Você sabe qual é a relação existente entre a Polipectomia com alça fria e o Planeta Saturno?

Ficou curioso, não é mesmo? Mas fica tranquilo que não tem nada a ver com Astrologia. Pois bem, vou explicar e te provar que eles possuem muito mais coisas em comum do que você imagina!

Que a polipectomia com alça fria (CSP) revolucionou nossa abordagem para a ressecção de pólipos diminutos e pequenos (≤10mm) encontrados durante a colonoscopia, não é mais nenhuma novidade. Inclusive, dados recentes já mostram sua segurança e eficácia mesmo para pólipos de cólon maiores, notadamente para lesões serrilhadas. À medida que as indicações para CSP continuam a se expandir, é fundamental que entendamos a lógica, as ferramentas necessárias e a técnica para realizar um procedimento de qualidade.

Devido à sua segurança superior e eficácia comparável, a CSP suplantou a polipectomia convencional com alça diatérmica como a modalidade de ressecção endoscópica preferida para o tratamento de lesões menores que 10 mm. Ela elimina os dois eventos adversos mais importantes relacionados ao procedimento, que são o risco de sangramento, seja imediato ou tardio, e a  perfuração intestinal. No entanto, é possível que esteja abrindo a porta para um terceiro risco, subnotificado até o momento, de ressecção incompleta dos pólipos, o que pode levar ao aumento do câncer de intervalo.
.....
No trecho do documento, reescreva tudo desde "Ficou curioso, não" até "que você imagina!", trocando "Astrologia" por "Astronomia".
.....
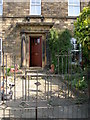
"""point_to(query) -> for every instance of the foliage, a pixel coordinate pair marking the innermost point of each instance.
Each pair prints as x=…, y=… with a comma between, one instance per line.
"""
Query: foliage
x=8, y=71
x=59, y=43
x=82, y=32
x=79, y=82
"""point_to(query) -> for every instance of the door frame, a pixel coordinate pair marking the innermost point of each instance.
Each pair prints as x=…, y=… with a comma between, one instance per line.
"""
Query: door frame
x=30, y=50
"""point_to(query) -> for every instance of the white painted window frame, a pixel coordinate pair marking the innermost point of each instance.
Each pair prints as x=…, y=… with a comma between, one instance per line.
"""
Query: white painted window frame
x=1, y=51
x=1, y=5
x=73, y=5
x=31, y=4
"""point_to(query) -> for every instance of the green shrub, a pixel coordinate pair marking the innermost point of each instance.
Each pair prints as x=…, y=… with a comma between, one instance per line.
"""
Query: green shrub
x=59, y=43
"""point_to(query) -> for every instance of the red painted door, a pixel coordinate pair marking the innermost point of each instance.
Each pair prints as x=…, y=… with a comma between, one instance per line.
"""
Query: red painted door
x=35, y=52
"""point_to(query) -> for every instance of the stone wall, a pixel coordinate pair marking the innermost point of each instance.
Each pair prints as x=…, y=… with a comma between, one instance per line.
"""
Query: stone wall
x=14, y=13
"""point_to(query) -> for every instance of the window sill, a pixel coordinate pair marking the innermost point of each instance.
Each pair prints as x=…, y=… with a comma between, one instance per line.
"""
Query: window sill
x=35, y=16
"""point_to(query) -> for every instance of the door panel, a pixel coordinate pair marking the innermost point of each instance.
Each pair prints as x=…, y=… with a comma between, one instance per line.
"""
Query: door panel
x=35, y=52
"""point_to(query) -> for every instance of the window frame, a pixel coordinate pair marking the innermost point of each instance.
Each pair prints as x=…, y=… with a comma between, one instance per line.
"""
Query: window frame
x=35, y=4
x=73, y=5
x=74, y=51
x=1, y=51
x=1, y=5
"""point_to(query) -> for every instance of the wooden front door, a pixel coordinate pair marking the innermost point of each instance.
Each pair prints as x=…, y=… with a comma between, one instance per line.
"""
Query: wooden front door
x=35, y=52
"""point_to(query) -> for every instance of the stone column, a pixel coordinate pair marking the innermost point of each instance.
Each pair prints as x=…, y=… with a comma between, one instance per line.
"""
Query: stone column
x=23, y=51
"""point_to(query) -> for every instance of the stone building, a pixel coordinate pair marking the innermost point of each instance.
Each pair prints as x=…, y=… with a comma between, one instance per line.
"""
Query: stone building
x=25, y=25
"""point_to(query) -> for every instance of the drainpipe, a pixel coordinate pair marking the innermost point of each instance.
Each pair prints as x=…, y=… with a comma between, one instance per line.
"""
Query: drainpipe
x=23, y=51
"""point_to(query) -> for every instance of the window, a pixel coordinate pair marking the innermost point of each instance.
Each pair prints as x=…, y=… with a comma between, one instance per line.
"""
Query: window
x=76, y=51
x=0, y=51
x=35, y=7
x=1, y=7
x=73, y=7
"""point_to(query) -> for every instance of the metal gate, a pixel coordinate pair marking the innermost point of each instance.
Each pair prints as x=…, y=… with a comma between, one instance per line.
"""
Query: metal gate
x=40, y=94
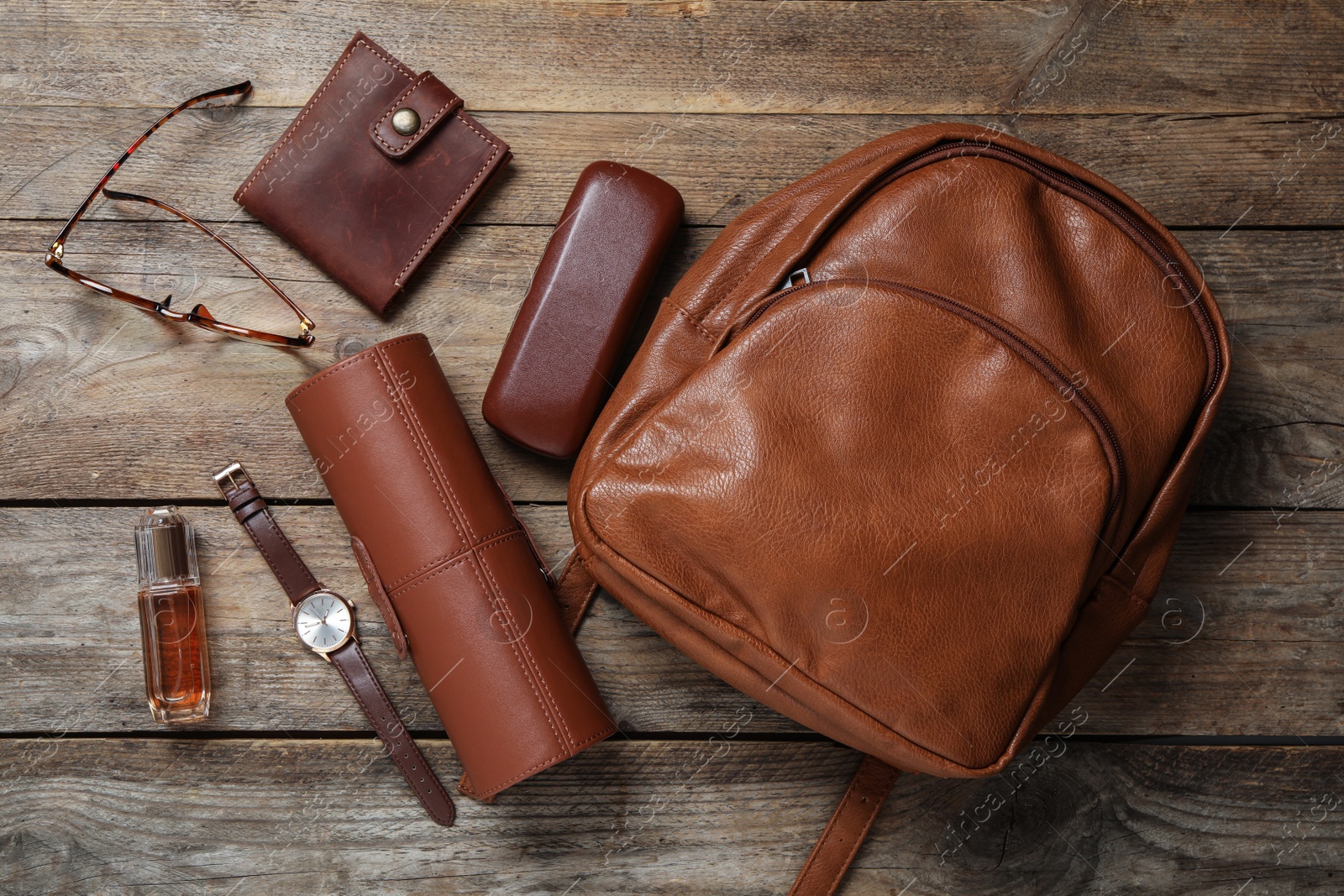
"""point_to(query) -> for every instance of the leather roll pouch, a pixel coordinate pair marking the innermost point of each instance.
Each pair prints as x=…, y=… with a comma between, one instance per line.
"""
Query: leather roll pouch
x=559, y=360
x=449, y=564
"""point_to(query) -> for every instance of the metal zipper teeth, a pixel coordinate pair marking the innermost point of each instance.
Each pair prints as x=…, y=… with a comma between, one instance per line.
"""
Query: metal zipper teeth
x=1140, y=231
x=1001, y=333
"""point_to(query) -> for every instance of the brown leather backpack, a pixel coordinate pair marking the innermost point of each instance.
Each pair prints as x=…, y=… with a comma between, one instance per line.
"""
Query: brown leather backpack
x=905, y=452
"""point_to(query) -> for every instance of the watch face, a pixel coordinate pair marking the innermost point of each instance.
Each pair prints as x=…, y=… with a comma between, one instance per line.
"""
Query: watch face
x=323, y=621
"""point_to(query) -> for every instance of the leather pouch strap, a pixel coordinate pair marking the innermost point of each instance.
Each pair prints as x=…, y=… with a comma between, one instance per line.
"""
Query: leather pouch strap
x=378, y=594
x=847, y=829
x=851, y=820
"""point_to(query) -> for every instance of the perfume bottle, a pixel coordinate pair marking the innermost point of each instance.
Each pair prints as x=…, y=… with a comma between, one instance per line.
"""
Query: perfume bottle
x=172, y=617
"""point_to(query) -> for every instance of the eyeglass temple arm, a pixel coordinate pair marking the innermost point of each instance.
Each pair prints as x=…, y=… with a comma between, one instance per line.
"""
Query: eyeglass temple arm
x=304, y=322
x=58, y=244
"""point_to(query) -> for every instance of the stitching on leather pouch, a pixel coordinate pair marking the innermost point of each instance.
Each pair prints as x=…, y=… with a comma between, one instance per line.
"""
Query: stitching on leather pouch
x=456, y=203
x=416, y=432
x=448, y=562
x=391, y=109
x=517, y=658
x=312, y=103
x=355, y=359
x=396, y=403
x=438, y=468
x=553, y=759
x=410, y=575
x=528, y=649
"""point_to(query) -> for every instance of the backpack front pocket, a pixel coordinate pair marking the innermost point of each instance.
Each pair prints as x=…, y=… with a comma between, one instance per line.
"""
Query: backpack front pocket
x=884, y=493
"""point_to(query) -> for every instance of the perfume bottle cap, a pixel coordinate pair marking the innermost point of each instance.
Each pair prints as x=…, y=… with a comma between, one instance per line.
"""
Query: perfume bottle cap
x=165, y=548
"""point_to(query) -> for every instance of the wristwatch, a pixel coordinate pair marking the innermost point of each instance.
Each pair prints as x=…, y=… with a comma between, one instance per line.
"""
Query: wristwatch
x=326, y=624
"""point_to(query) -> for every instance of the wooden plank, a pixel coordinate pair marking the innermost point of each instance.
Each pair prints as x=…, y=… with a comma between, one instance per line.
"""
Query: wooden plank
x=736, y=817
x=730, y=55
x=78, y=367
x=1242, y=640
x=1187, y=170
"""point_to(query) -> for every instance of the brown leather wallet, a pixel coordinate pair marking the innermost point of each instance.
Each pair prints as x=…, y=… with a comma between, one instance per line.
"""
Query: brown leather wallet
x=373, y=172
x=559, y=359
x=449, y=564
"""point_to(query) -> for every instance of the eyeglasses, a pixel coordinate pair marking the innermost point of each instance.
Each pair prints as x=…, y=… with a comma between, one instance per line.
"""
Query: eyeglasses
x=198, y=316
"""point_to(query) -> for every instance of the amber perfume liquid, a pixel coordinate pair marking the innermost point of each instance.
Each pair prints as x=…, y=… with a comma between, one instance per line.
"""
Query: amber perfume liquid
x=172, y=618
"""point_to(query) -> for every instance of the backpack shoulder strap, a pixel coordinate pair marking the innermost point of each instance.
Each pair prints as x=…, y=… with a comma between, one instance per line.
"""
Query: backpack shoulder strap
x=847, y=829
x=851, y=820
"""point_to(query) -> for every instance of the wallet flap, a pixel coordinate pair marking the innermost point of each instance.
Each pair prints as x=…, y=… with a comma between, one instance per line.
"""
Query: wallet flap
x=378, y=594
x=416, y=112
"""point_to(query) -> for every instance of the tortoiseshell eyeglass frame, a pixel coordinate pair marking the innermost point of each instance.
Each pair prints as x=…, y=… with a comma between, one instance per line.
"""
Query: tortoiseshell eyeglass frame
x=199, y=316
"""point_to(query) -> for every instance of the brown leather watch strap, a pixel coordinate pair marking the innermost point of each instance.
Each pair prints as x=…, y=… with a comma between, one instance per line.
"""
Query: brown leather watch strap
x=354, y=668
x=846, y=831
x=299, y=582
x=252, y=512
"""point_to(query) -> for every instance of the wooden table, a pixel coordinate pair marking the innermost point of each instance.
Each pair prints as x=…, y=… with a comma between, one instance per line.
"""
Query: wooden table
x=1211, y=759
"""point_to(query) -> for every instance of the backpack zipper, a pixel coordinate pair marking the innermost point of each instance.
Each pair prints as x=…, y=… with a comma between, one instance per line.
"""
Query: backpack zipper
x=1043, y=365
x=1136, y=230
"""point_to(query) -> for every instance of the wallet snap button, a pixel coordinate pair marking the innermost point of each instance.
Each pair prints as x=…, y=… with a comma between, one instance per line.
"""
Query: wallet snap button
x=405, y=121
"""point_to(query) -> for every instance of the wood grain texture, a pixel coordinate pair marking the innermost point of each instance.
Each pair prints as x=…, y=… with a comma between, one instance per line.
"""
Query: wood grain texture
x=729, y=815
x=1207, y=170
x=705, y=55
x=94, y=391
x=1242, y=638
.....
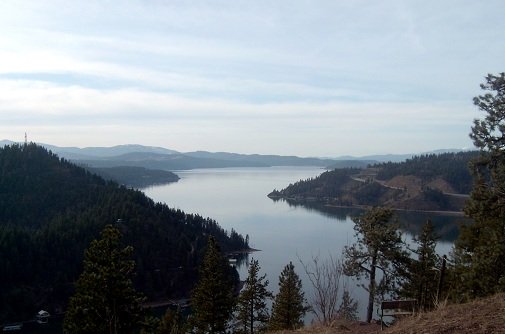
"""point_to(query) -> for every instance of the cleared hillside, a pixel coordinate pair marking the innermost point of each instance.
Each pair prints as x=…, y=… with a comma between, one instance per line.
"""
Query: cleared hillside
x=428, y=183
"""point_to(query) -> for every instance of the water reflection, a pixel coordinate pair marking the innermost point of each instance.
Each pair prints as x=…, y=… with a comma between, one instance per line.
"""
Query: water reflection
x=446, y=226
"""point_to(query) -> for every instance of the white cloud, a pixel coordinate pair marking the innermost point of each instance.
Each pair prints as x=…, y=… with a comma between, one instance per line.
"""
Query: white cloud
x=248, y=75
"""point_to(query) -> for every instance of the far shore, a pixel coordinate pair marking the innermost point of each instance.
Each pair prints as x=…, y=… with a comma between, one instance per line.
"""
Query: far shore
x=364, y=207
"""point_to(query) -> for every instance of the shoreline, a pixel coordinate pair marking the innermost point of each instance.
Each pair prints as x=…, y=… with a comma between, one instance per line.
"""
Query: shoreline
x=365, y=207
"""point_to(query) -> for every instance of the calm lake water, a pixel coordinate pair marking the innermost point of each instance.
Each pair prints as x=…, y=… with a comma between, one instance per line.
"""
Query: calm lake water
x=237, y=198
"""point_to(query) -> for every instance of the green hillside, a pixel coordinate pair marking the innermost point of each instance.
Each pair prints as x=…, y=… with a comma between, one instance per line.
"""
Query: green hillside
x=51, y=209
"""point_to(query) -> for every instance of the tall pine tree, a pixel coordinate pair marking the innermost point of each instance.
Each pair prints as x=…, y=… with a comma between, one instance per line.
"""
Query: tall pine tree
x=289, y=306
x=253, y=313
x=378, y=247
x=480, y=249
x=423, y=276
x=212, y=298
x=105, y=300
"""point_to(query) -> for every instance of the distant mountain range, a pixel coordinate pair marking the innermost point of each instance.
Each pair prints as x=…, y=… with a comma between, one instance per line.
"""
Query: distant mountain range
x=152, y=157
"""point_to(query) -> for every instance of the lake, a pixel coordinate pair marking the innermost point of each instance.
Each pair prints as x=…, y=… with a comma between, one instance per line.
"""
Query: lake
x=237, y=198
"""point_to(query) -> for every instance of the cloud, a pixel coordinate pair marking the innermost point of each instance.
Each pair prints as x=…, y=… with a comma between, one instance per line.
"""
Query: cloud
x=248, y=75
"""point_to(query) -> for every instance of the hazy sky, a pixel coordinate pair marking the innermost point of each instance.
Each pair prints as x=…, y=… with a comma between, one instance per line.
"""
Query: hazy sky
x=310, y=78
.....
→ **Resposta escrita**
Ficou curioso, não é mesmo? Mas fica tranquilo que não tem nada a ver com Astronomia. Pois bem, vou explicar e te provar que eles possuem muito mais coisas em comum do que você imagina!